**WRITTEN INSTRUCTION**
Copy the items from the line that contains "Would you please pick out the white" through the line that contains "point(176, 137)", requests included, and offset every coordinate in the reported answers by -77. Leave the pictures out.

**RECORD SET**

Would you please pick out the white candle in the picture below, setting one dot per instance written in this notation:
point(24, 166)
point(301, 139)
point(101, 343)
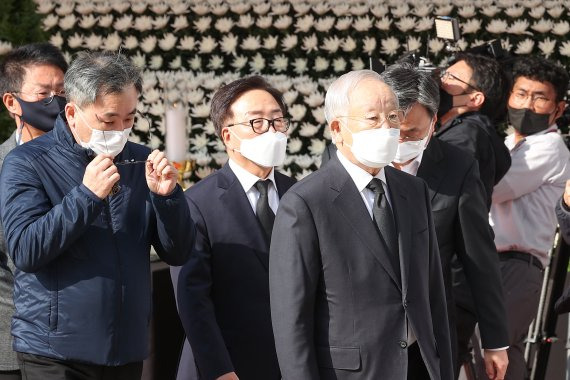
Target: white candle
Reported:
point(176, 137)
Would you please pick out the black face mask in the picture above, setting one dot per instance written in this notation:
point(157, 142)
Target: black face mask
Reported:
==
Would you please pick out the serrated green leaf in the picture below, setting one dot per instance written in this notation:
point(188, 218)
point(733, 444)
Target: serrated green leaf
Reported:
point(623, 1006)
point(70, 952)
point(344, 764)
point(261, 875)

**FINISHED ANSWER**
Would you please pick out the white candle in the picture below, setting one dot per instance written in this notation:
point(24, 166)
point(301, 139)
point(101, 343)
Target: white candle
Reported:
point(99, 60)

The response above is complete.